* Begin DATA FOR THIS EXERCISE *
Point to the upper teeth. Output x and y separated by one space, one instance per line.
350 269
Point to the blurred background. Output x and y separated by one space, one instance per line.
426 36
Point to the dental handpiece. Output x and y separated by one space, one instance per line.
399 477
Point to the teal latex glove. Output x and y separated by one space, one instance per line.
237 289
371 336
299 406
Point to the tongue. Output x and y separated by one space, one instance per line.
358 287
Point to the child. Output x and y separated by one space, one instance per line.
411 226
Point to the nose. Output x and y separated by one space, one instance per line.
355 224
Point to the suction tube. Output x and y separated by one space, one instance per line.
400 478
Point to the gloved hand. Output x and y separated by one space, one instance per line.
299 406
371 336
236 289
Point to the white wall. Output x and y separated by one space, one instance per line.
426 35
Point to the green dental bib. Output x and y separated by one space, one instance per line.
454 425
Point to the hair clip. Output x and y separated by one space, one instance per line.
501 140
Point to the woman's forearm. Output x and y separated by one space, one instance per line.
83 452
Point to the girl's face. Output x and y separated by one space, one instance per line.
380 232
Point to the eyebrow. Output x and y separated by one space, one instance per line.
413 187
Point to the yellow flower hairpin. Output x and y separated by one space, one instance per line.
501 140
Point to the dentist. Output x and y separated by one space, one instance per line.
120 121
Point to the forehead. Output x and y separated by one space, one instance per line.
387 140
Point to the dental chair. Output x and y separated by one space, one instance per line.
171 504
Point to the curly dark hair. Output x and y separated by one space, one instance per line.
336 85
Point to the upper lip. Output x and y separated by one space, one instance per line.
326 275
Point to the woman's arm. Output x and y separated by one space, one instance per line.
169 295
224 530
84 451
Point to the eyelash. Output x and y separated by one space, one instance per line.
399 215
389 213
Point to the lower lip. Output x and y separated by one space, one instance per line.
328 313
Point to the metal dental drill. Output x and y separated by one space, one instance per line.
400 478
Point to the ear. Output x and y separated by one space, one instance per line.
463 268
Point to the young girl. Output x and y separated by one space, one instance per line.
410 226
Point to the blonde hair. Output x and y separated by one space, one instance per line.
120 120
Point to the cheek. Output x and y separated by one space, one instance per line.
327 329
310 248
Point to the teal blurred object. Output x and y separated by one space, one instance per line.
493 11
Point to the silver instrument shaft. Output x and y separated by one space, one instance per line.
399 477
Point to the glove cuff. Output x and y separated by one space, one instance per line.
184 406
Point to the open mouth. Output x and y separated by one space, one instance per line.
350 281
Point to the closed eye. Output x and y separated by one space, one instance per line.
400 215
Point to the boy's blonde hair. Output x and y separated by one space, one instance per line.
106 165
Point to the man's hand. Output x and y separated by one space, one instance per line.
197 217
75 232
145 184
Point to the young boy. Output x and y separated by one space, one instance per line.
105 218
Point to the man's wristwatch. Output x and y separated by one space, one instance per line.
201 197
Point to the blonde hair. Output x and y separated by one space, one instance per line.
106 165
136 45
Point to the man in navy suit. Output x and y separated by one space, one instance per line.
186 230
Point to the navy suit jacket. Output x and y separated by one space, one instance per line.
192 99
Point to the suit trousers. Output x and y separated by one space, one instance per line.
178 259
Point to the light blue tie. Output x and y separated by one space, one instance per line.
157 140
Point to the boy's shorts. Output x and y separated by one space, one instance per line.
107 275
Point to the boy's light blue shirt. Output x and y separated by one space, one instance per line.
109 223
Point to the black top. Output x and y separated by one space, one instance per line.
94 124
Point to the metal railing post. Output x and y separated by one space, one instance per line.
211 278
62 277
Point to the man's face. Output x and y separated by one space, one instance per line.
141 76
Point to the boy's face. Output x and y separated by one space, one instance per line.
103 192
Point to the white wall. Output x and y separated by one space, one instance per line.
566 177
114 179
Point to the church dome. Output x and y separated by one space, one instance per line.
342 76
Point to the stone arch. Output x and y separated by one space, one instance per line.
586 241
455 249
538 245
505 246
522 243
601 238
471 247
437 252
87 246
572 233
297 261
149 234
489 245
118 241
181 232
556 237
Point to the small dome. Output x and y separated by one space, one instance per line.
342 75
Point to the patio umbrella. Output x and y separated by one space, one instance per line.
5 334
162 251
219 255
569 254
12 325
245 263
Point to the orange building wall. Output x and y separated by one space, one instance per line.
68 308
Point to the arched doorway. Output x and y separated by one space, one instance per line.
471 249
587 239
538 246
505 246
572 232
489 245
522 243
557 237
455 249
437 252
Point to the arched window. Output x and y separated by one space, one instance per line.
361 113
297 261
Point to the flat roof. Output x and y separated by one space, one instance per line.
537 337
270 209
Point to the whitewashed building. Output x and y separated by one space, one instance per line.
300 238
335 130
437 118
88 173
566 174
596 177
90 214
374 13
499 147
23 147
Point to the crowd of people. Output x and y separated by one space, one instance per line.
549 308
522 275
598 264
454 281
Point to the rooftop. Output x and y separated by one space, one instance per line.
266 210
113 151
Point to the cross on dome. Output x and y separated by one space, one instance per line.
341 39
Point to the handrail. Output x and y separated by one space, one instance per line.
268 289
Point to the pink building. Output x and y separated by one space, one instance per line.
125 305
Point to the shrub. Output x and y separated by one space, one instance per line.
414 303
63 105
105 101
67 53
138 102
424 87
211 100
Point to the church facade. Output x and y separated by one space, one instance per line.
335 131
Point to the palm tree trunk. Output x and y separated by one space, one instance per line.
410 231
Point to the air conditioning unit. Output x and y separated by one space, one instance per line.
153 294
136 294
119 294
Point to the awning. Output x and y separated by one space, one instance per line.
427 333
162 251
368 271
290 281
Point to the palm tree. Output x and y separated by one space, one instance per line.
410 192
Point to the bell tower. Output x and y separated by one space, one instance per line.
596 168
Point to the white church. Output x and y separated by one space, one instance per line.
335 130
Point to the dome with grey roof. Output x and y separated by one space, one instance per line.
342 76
* End DATA FOR THIS EXERCISE *
◆ WHAT THIS TASK INVOLVES ◆
Give again only the lines of the material above that run from the one with "Point to the handrail." through the end, both included, exactly as they appear.

◆ EXERCISE RESPONSE ◆
Point to the handrail. Output x and y separated by one space, one instance per line.
268 289
Point to the pink building. Output x and y separated by one space, one instance per line.
125 305
Point to the shrub. Output x and y separated by one space, one instance per line.
414 303
63 105
105 101
67 53
138 102
424 87
211 100
Point to the church facade. Output x and y separated by one space, one instance per line.
335 131
Point to the palm tree trunk. Output x and y separated by one space, one instance per line.
410 231
Point to the air conditioning unit. Output x and y separated by one space, one instance per line.
153 294
136 294
119 294
Point to the awning. Output x and y separated by one space, one instance per line.
427 333
162 251
368 271
290 281
Point to the palm tree. Output x and y separated by one space, one instance per line.
410 192
Point to the bell tower. Output x and y separated by one space, one instance per line.
596 168
Point to the white church. Output x and y separated by one space, one instance per line.
335 130
Point to the dome with grey roof. Output x and y separated by one space, one instance per line.
342 76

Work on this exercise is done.